PROBLEM REQUIREMENTS - Of all the lines in the records below, copy only those that contain the string "window".

________________________

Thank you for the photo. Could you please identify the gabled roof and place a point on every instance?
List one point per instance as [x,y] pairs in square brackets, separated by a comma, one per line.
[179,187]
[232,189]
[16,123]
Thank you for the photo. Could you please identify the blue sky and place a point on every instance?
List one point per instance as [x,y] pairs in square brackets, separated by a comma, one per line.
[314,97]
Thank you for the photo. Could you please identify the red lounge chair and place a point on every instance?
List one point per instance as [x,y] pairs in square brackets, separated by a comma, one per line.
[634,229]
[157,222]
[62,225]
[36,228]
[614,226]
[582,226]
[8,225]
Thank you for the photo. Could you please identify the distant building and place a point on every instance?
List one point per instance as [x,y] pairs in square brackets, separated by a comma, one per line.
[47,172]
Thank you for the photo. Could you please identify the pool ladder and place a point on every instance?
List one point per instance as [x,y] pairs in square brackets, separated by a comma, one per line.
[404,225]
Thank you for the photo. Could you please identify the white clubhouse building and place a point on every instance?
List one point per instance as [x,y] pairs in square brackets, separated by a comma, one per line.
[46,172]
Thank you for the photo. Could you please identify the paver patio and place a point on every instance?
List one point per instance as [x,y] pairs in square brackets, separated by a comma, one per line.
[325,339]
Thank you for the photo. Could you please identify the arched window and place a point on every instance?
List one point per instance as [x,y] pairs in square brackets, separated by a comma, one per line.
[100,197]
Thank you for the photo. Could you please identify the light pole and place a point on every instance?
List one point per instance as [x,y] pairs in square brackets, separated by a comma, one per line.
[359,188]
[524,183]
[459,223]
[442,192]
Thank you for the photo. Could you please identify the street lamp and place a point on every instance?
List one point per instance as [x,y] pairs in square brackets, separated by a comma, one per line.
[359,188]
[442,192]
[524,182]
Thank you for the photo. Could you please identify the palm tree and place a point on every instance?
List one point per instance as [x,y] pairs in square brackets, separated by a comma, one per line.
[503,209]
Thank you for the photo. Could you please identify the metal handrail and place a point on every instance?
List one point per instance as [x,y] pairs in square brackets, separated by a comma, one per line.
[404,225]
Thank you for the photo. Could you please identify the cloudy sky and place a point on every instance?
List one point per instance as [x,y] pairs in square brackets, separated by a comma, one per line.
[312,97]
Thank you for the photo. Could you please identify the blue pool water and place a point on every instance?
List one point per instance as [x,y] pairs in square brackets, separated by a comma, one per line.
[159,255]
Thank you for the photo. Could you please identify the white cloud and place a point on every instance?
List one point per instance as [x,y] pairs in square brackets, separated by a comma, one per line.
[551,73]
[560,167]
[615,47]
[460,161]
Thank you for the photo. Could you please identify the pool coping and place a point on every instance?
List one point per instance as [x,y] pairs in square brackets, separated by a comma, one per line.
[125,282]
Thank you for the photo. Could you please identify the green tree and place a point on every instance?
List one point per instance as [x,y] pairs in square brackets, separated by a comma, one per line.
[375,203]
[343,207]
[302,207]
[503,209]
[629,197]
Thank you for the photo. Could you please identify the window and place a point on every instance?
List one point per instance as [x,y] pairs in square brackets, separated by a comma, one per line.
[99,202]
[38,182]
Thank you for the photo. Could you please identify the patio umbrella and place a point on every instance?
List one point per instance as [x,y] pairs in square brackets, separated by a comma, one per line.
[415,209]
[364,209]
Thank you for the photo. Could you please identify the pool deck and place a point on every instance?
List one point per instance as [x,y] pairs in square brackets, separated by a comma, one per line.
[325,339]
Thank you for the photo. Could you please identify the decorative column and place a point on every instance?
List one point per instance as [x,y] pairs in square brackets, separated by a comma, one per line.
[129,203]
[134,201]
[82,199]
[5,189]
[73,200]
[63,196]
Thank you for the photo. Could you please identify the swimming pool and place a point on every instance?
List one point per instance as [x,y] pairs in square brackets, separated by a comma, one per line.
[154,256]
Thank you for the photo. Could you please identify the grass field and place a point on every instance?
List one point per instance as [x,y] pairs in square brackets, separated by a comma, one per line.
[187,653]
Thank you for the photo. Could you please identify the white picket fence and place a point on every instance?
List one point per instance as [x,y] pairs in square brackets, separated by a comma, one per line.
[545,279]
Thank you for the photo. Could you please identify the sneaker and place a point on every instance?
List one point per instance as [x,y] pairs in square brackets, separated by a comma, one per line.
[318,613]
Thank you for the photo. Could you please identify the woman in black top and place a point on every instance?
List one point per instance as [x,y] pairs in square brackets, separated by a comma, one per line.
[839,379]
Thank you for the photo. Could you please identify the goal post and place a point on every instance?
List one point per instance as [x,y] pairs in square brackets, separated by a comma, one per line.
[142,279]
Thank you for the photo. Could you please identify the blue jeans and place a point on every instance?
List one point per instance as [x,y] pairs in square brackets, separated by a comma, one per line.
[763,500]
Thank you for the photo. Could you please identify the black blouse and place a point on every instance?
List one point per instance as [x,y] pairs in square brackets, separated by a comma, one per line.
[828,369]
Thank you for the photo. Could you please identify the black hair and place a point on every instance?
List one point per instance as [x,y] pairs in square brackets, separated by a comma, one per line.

________________________

RESPONSE AREA -
Thank you for the photo. Could you please identify the arched window and place a point on every instance?
Thank you for the photo. Could you please identify the window and place a point on every instance?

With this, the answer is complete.